### Exercise objective:
Every line of the material must be copied exactly, from the first to the last.

### Entries supplied:
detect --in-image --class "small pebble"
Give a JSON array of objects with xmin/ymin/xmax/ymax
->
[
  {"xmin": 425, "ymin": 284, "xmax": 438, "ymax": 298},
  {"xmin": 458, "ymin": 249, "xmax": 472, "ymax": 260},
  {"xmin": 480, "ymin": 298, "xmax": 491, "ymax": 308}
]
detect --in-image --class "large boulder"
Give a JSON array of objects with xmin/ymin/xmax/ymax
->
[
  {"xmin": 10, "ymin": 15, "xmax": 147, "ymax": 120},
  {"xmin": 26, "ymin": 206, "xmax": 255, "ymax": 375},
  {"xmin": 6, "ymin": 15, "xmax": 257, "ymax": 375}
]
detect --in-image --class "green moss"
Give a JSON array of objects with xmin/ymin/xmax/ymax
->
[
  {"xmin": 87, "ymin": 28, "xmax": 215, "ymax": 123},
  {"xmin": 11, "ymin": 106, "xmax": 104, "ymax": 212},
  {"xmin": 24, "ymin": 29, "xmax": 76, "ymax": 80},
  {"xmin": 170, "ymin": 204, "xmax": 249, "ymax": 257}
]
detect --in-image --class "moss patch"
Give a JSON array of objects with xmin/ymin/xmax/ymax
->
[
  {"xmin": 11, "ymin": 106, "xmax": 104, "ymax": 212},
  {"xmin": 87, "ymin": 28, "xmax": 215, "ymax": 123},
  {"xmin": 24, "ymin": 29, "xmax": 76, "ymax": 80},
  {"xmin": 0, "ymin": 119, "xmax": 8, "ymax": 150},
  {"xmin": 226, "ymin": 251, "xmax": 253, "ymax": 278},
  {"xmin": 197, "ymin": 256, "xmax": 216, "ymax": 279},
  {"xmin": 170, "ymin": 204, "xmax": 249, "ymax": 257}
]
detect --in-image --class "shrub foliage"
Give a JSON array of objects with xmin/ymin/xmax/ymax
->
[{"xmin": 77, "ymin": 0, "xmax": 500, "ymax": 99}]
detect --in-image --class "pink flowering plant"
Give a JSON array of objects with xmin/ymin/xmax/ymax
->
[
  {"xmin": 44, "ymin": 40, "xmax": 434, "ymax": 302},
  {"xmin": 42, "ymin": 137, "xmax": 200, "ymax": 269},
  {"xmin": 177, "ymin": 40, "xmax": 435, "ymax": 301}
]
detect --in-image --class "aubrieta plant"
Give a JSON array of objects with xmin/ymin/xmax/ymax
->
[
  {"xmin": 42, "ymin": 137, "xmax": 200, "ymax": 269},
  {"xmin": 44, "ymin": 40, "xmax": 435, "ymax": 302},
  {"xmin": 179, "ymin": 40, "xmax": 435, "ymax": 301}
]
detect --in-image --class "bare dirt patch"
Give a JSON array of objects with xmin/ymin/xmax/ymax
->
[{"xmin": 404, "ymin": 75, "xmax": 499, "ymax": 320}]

### Output for this task:
detect --in-image --class "small pebble"
Give a JSON array of objects with xmin/ymin/xmax/ymax
->
[
  {"xmin": 425, "ymin": 284, "xmax": 438, "ymax": 298},
  {"xmin": 458, "ymin": 249, "xmax": 472, "ymax": 260},
  {"xmin": 480, "ymin": 298, "xmax": 491, "ymax": 308}
]
detect --in-image --class "large boulder"
Give a JSON array of objects with xmin/ymin/xmax/ymax
->
[
  {"xmin": 10, "ymin": 15, "xmax": 147, "ymax": 120},
  {"xmin": 26, "ymin": 206, "xmax": 255, "ymax": 375},
  {"xmin": 6, "ymin": 15, "xmax": 257, "ymax": 375}
]
detect --in-image --class "green moss"
Give a JSON array of objects with xmin/ymin/xmax/ymax
->
[
  {"xmin": 87, "ymin": 28, "xmax": 215, "ymax": 123},
  {"xmin": 11, "ymin": 106, "xmax": 104, "ymax": 212},
  {"xmin": 24, "ymin": 29, "xmax": 76, "ymax": 80},
  {"xmin": 170, "ymin": 204, "xmax": 249, "ymax": 257}
]
detect --in-image --class "moss patch"
Give a JSON array of objects with xmin/ymin/xmax/ymax
->
[
  {"xmin": 11, "ymin": 106, "xmax": 104, "ymax": 212},
  {"xmin": 87, "ymin": 28, "xmax": 215, "ymax": 123},
  {"xmin": 24, "ymin": 29, "xmax": 76, "ymax": 80},
  {"xmin": 0, "ymin": 119, "xmax": 8, "ymax": 150},
  {"xmin": 226, "ymin": 251, "xmax": 253, "ymax": 278},
  {"xmin": 197, "ymin": 256, "xmax": 216, "ymax": 279},
  {"xmin": 170, "ymin": 204, "xmax": 249, "ymax": 257}
]
detect --in-image --class "shrub foliage"
Give a JSON array of objects with xmin/ymin/xmax/ymax
->
[{"xmin": 77, "ymin": 0, "xmax": 500, "ymax": 99}]
detect --in-image --class "pink flowering plant"
Give a JSON array of objects with xmin/ymin/xmax/ymax
->
[
  {"xmin": 44, "ymin": 40, "xmax": 434, "ymax": 302},
  {"xmin": 42, "ymin": 137, "xmax": 200, "ymax": 269},
  {"xmin": 177, "ymin": 40, "xmax": 435, "ymax": 301}
]
detect --in-image --class "aubrieta plant"
Give a JSON array of objects with xmin/ymin/xmax/ymax
->
[
  {"xmin": 42, "ymin": 137, "xmax": 200, "ymax": 269},
  {"xmin": 44, "ymin": 40, "xmax": 435, "ymax": 302},
  {"xmin": 179, "ymin": 40, "xmax": 435, "ymax": 301}
]
detect --in-image --class "bare dirt patch"
Give a JSON array of objects with xmin/ymin/xmax/ymax
->
[{"xmin": 404, "ymin": 75, "xmax": 499, "ymax": 320}]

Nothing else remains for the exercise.